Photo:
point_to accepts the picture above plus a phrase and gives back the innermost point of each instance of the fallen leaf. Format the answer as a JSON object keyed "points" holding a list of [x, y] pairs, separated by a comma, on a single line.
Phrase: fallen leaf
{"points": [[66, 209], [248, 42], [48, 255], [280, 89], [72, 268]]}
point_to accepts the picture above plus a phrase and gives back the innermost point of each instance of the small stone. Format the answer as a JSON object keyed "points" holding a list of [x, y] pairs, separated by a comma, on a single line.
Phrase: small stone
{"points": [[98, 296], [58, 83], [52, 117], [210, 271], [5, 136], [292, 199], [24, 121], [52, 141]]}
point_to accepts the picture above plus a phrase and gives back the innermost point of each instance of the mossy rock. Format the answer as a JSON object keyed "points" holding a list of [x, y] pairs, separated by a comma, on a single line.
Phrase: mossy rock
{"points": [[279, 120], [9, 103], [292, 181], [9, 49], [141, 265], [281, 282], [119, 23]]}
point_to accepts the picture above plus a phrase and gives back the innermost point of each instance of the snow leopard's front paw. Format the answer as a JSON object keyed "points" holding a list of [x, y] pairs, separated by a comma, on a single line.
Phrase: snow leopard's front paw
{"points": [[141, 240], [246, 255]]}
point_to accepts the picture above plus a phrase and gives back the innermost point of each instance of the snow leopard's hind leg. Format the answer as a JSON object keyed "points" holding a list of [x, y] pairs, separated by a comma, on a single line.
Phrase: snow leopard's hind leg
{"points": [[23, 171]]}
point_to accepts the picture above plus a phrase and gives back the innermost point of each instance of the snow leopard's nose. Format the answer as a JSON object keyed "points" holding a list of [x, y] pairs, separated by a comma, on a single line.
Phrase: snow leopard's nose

--

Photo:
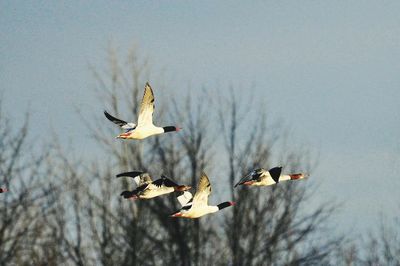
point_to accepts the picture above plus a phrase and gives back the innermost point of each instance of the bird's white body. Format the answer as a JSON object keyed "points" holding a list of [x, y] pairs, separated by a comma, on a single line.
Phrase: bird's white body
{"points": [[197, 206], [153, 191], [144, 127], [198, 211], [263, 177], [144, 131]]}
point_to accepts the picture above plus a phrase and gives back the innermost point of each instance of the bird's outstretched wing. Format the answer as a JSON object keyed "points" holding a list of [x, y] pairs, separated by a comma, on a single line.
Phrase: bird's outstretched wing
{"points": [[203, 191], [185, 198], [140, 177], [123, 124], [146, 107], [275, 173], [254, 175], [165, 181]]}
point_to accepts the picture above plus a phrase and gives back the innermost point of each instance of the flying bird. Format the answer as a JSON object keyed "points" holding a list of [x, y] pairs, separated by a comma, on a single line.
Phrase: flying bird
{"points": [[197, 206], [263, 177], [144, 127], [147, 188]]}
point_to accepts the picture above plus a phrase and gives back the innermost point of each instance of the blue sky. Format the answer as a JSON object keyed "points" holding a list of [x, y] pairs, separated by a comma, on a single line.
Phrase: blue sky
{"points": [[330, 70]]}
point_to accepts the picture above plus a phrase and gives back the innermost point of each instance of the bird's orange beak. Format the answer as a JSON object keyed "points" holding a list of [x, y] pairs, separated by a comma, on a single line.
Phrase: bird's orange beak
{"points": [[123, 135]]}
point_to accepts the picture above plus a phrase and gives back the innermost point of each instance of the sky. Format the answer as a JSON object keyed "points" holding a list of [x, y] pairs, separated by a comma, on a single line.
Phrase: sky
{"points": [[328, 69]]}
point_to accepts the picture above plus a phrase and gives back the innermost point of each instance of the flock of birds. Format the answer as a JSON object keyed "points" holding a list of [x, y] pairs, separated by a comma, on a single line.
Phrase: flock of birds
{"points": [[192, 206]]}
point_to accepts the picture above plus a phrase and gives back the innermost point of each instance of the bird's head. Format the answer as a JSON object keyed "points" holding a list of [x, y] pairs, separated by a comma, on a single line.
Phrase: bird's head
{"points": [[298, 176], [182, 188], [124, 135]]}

---

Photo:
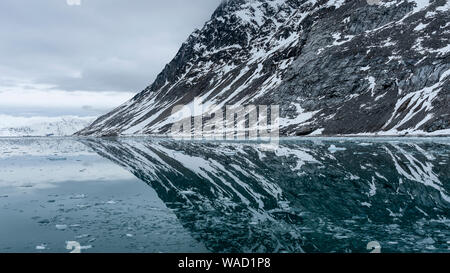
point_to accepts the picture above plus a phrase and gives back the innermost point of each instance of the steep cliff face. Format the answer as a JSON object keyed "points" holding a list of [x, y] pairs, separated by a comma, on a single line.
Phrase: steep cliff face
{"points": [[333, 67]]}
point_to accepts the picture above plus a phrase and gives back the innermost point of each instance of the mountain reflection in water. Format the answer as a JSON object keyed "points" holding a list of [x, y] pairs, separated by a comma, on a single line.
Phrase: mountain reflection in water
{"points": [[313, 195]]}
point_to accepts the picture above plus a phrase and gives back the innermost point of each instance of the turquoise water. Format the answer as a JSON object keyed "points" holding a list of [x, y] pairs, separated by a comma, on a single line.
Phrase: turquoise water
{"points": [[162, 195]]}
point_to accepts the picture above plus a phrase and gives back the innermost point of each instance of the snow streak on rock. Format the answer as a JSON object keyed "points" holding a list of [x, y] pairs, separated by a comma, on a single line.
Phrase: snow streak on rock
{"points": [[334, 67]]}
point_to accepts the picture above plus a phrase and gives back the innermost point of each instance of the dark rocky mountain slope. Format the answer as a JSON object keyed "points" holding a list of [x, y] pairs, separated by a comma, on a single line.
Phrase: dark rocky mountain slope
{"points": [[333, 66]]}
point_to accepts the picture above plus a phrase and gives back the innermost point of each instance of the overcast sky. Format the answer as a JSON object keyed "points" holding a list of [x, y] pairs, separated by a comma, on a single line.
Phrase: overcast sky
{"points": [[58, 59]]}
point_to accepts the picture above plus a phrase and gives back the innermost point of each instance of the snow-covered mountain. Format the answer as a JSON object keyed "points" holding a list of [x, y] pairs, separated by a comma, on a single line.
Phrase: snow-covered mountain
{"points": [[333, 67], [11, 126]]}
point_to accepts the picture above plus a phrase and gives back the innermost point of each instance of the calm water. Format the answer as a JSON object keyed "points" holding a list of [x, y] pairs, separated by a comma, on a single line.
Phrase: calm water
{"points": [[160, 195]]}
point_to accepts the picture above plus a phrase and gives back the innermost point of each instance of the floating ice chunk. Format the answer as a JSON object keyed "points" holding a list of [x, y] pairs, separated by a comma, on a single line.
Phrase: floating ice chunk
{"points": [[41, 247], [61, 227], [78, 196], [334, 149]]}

• [Work to complete] Filter the entries by the string "nose" and copy each matching line.

• [Answer box]
point_to accepts the picture above plus a phrase and gives back the innermost point of each instance of the snow leopard's nose. Format the answer as a JSON object keyed "points" holding a list of [x, y] pairs, separated by a comma, on a single line.
Phrase: snow leopard's nose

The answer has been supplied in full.